Whenever a picture appears, leave it out while repeating all the other data exactly.

[Region pointing data]
===============
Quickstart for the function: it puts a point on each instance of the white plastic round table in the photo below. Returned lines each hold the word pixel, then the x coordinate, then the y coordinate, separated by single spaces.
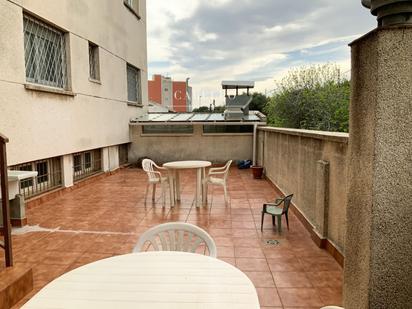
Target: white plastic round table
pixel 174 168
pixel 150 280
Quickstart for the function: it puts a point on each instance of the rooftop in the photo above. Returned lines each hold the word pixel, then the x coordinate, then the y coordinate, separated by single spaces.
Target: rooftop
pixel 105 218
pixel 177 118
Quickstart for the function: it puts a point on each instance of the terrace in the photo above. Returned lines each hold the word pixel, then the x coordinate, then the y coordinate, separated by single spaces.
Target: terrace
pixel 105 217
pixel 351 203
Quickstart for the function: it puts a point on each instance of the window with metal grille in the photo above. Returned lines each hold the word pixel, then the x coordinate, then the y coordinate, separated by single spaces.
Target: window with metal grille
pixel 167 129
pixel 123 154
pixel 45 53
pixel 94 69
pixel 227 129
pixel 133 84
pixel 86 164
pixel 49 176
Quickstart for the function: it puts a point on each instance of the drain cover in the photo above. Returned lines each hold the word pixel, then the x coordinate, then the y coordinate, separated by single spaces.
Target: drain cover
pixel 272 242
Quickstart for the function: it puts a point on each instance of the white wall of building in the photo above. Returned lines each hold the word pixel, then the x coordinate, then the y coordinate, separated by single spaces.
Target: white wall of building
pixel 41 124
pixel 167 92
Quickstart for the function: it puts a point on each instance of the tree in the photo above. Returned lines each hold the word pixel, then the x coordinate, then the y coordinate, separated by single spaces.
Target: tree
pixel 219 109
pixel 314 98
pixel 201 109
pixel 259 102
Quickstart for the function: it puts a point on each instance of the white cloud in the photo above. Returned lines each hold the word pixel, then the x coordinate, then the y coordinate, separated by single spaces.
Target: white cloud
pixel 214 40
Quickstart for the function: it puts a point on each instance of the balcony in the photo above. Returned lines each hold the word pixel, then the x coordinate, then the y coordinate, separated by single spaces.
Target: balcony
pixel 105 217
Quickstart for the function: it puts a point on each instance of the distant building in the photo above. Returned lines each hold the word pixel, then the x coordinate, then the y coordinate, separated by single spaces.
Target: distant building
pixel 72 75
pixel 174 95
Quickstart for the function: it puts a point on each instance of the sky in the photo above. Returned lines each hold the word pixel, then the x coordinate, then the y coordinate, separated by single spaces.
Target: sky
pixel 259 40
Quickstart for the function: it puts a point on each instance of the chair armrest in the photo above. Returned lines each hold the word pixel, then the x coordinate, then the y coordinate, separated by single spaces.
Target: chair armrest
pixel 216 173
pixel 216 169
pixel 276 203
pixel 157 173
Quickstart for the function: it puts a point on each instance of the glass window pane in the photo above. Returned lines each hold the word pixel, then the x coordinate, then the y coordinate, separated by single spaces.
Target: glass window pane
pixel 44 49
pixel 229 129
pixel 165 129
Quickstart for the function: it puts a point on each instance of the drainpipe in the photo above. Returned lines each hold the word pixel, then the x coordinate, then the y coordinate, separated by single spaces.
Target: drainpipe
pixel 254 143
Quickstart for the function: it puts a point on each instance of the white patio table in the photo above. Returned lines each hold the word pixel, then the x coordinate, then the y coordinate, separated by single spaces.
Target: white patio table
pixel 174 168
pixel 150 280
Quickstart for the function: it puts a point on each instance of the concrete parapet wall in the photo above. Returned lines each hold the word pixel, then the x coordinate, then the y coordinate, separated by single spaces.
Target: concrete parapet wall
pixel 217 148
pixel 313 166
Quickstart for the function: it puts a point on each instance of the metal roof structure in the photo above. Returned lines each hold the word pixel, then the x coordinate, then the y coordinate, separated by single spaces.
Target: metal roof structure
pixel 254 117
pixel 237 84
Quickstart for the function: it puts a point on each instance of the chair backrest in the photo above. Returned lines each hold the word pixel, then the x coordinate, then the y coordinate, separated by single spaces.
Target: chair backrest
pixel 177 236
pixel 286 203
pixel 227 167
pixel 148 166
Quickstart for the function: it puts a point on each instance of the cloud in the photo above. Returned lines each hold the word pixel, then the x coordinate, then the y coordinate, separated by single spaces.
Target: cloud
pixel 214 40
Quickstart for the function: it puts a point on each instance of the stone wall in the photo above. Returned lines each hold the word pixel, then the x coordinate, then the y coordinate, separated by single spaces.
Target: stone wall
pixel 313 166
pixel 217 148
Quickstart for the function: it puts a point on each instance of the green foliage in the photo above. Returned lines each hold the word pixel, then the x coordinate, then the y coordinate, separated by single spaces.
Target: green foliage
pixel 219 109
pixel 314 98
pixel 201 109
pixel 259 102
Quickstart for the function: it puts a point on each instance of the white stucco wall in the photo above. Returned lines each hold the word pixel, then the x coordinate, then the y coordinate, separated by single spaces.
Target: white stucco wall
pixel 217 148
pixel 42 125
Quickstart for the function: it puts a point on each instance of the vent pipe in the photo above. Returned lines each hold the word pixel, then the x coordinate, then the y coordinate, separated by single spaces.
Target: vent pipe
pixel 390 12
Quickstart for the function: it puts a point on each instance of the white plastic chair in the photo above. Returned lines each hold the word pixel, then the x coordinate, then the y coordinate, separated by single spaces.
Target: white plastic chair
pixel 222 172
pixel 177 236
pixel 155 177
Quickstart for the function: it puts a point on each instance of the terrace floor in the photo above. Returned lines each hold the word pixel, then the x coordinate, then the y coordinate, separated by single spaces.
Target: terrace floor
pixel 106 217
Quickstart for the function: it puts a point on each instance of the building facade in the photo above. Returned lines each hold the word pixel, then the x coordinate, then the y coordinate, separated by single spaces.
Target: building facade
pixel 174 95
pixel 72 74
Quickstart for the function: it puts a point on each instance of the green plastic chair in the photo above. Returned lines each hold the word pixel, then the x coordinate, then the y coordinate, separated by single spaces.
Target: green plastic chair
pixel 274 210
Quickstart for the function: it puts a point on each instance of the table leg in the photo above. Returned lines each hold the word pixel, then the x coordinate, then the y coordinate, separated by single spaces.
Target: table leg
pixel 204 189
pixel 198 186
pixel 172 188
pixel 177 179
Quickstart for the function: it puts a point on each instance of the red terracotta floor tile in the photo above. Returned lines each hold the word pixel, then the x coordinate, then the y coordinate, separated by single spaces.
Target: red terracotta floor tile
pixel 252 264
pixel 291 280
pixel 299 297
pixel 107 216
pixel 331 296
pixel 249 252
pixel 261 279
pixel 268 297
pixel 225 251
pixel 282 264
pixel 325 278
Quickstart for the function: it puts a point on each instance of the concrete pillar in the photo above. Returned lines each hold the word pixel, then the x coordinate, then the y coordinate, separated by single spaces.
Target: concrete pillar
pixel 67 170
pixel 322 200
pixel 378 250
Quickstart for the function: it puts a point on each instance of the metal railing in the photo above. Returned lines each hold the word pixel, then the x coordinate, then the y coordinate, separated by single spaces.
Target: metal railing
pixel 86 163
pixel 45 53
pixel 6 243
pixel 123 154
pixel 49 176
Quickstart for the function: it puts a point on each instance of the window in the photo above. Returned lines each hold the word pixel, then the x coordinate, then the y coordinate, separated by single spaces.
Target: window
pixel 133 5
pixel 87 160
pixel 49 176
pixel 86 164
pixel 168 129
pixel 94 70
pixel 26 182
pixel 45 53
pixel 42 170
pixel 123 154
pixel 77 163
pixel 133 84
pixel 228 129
===============
> **Answer**:
Quickstart for the function: it puts a point on each instance of the white plastic round table in the photo below. Returned lines each hold the word pixel, then the x coordinate, then the y coordinate, separated by single spaces.
Target: white plastic round table
pixel 174 168
pixel 150 280
Quickstart for the function: it puts a point on each instance of the rooftop in the photo above. Returned lines each hold the word pixel, then the x coordinate, then the y coordinate, separated by single spaces.
Target: rooftop
pixel 105 218
pixel 177 118
Quickstart for the function: it puts a point on each instance of the terrace in the photo above. Returned lines each hold the word pixel, then the x coordinate, then the y coordinate, separated by single spaces.
Target: terrace
pixel 105 217
pixel 351 203
Quickstart for the function: it puts a point on each instance of the window with metal grille in the photo above. Returned lines each hold the word pixel, then the x coordinate, then the y coordinate, separated by single spaces.
Target: window with metal grille
pixel 167 129
pixel 123 154
pixel 45 53
pixel 94 69
pixel 227 129
pixel 133 84
pixel 86 164
pixel 49 176
Quickstart for the function: it puts a point on each instance of the drain cover in the photo above. Returned lines each hold the word pixel, then the x coordinate, then the y coordinate, separated by single spaces.
Target: drain cover
pixel 272 242
Quickstart for the function: it puts a point on each instance of the white wall of building in the photo above. Returned lines each hold the word pixel, then the x coordinate, then the y coordinate, separated by single spaces.
Target: white wall of building
pixel 41 124
pixel 167 92
Quickstart for the function: it puts a point on each instance of the tree in the photo above. Returned lines each hold the word pixel, then the x coordinate, then the y coordinate, separated by single spaces.
Target: tree
pixel 219 109
pixel 314 98
pixel 201 109
pixel 259 102
Quickstart for the function: it puts a point on each instance of the white cloud in the photo above. Returned lines each hold the word pixel, then the x coordinate, then the y coordinate, separated by single spaces.
Target: white cloud
pixel 214 40
Quickstart for the function: it puts a point on each instance of the balcony in the photo above. Returned lines each hold the word pixel, then the x coordinate, then the y coordinate, separated by single spaces.
Target: balcony
pixel 105 217
Quickstart for the function: it puts a point on each instance of the distant building in the photo above. Returned lines each hold the word pixel, then the x coordinate, then the y coordinate, separated by single spaces.
Target: distant building
pixel 72 75
pixel 174 95
Quickstart for the function: it puts a point on each instance of the sky in the photo above. Returned lines each hold the word pixel, then the x coordinate, then the y coordinate, separated by single spaces.
Target: sky
pixel 259 40
Quickstart for the function: it puts a point on each instance of the chair armrest in the photo above. Returned lines each hold the word pixel, then the x coordinate, then the y coordinate, separated by single spaces.
Target: chair armrest
pixel 216 173
pixel 216 169
pixel 276 203
pixel 157 173
Quickstart for the function: it puts a point on each instance of the glass window pane in the photo above. Returned lines each hold the word pixel, then the x coordinate, then the y coordinate, separated by single spaces.
Target: glass window pane
pixel 44 49
pixel 229 129
pixel 165 129
Quickstart for the function: it puts a point on each instance of the drainpipe in the photo above. Returned lines each hold the word pixel, then the x coordinate, then the y coordinate, separated by single spaces.
Target: drainpipe
pixel 254 143
Quickstart for the function: it puts a point on each instance of the white patio table in the photo above. Returned lines each hold the word pixel, then the x coordinate, then the y coordinate, separated by single spaces.
Target: white patio table
pixel 174 168
pixel 150 280
Quickstart for the function: it puts a point on each instance of the concrete parapet wall in the photo above. Returned lines each hold the word pixel, then the x coordinate, then the y coordinate, separated by single spaces.
Target: concrete parapet wall
pixel 217 148
pixel 313 166
Quickstart for the function: it puts a point on each instance of the metal roof structure in the photo above. Returned lines each hold the word pixel, then the x coordinate, then the y coordinate, separated by single spaces.
Target: metal roof structure
pixel 254 117
pixel 237 84
Quickstart for the function: it puts a point on each instance of the chair backrest in the photo above. Returned lines each hold the word pixel, then the x coordinate, then the y coordinate, separated by single spaces.
Target: chair backrest
pixel 177 236
pixel 286 203
pixel 227 167
pixel 148 166
Quickstart for the function: it puts a point on each instance of the cloud in the photo above. Returned lines each hold the word pixel, then the x coordinate, then the y coordinate, separated by single spaces.
Target: cloud
pixel 214 40
Quickstart for the function: it puts a point on each instance of the stone wall in the photo above. Returned lines each hold the word pixel, then the x coordinate, then the y coordinate, separated by single spaces.
Target: stone wall
pixel 313 166
pixel 217 148
Quickstart for the function: it puts a point on each instance of the green foliage in the photo above. Returned lines each hold the word pixel, then the x coordinate, then the y coordinate, separated by single spaces.
Target: green foliage
pixel 219 109
pixel 314 98
pixel 201 109
pixel 259 102
Quickstart for the function: it puts a point on each instance of the white stucco wall in the photo above. Returned lines each hold the word pixel, then the x coordinate, then the y coordinate, separated by single spaces.
Target: white stucco wall
pixel 217 148
pixel 42 125
Quickstart for the function: it puts a point on each instance of the vent pipe in the photo above. Returned lines each hold the word pixel, then the x coordinate, then the y coordinate, separated by single spaces.
Target: vent pipe
pixel 390 12
Quickstart for the function: it puts a point on each instance of the white plastic chair in the photo above. Returned lines each hold the word pixel, then the x coordinate, then the y coordinate, separated by single spaces.
Target: white plastic chair
pixel 222 172
pixel 177 236
pixel 155 177
Quickstart for the function: it puts a point on each instance of the terrace floor in the photo above. Returned lines each hold the word pixel, then the x coordinate, then the y coordinate, separated by single spaces.
Target: terrace floor
pixel 106 217
Quickstart for the function: it puts a point on each instance of the building facade in the photo above. Returned lines each hold the word pixel, then the x coordinate, then the y coordinate, separated by single spaces.
Target: building facade
pixel 174 95
pixel 72 74
Quickstart for the function: it puts a point on each instance of the green plastic chair in the photo above. Returned lines each hold the word pixel, then the x coordinate, then the y coordinate, separated by single spaces.
Target: green plastic chair
pixel 274 210
Quickstart for the function: it puts a point on each instance of the table leg in the photo above. Returned lines each hold the word pixel, then the x coordinate, then the y coordinate, separated by single spaces.
Target: table leg
pixel 204 189
pixel 198 186
pixel 172 188
pixel 177 179
Quickstart for the function: it puts a point on each instance of the red terracotta floor tile in the photo above. Returned lines each hold the word pixel, then the x coordinate, then the y coordinate, separated by single spaces.
Target: red terracotta floor tile
pixel 252 264
pixel 291 280
pixel 299 297
pixel 107 216
pixel 331 296
pixel 249 252
pixel 261 279
pixel 268 297
pixel 225 251
pixel 282 264
pixel 325 278
Quickstart for the function: it puts a point on each instance of the concrete pillar in the photo above. Returned lines each hold the word pixel, then the x coordinate, then the y coordinate, separated by single spaces.
Target: concrete pillar
pixel 67 170
pixel 322 200
pixel 378 250
Quickstart for the function: it puts a point on each instance of the metal railing in the photo above. Returned lines each hold the word pixel, then the x coordinate, then the y coordinate, separated by single spaces.
Target: metal railing
pixel 86 163
pixel 45 53
pixel 6 243
pixel 123 154
pixel 49 176
Quickstart for the function: it puts a point on each instance of the window in the photo above. Returned lines each hold the word pixel, then the x coordinate, then the y coordinate, separated by single spaces.
Target: window
pixel 133 5
pixel 87 160
pixel 49 176
pixel 86 164
pixel 168 129
pixel 94 70
pixel 26 182
pixel 45 53
pixel 42 170
pixel 123 154
pixel 77 163
pixel 133 84
pixel 228 129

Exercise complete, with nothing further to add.